Document text ::
================================

There’s a moment in every slow-motion disaster where the people involved stop pretending everything’s fine. For CNN, that moment is now. The network that once dominated cable news has lost nearly two-thirds of its primetime audience since 2016, and the obituary writers are sharpening their pencils.
From 1.3 million primetime viewers to 553,000. January was even uglier — 488,000. Jake Tapper, Anderson Cooper, Erin Burnett, Kaitlan Collins — the entire primetime roster combined couldn’t fill a mid-size college football stadium. Daytime isn’t any better. Wolf Blitzer’s audience dropped from 752,000 to 433,000. Compared to 2021, primetime is down 71 percent. Daytime is down 73.
Those aren’t declines. That’s a network being slowly unplugged.

================================

Given data ::
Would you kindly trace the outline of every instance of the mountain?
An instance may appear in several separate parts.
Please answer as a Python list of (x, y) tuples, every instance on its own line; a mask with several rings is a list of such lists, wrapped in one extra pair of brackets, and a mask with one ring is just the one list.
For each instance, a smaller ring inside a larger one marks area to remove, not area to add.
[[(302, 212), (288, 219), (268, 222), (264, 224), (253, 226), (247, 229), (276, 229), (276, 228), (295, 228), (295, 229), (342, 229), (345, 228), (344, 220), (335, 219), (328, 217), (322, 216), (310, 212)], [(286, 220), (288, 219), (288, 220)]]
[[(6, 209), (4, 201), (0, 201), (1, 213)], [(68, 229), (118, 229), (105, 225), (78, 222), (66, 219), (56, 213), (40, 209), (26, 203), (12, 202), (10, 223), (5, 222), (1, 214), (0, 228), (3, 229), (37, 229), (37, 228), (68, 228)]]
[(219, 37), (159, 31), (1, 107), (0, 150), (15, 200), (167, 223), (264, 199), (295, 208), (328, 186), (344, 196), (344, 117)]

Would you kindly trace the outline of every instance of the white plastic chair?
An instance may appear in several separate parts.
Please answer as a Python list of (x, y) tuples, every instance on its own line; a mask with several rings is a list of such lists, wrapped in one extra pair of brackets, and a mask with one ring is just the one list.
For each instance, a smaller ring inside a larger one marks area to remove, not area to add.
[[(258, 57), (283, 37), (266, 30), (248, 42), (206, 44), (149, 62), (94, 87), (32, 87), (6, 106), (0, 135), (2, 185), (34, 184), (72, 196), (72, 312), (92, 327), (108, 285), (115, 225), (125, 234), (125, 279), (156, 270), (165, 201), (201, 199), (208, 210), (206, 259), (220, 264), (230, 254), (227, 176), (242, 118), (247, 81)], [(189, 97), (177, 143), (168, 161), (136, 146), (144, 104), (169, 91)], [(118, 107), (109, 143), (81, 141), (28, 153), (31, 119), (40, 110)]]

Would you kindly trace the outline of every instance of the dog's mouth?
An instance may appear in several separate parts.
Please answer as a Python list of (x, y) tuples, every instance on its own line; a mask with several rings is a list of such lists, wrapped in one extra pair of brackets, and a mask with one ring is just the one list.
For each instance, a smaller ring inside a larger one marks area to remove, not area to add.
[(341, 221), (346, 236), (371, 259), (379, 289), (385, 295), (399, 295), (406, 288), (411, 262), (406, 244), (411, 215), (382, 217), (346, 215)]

================================

Exercise instructions ::
(1) List the primetime hosts the piece on CNN's ratings decline names.
(2) Resume the piece on CNN's ratings decline, starting after its last sentence.

Responses by item number ::
(1) Jake Tapper, Anderson Cooper, Erin Burnett, Kaitlan Collins

(2)
They Earned This
CNN didn’t lose its audience in a freak accident. This wasn’t a natural disaster or an industry disruption that nobody saw coming. They made a choice — every single day, for nearly a decade — to be the anti-Trump network. Not a news network that occasionally criticized Trump. The anti-Trump network. That was the brand. That was the product. And they committed to it with the kind of all-in dedication that would be admirable if it had been aimed at actual journalism.
Russia collusion. Remember that? CNN ran with it like it was the moon landing. Night after night, panel after panel, breathless anchor after breathless anchor — all pushing a story that turned out to be built on opposition research and FBI leaks. When the Mueller report landed with a thud, CNN didn’t apologize. They didn’t fire anyone. They didn’t even pause. They just pivoted to the next anti-Trump narrative and kept the machine running.
The audience noticed. Not all at once. Viewers don’t leave in a single dramatic exodus. They drift. They flip the channel one night and don’t flip back. They realize the panel discussions are all the same people saying the same things with the same predetermined conclusions. And eventually the habit breaks, and they’re gone.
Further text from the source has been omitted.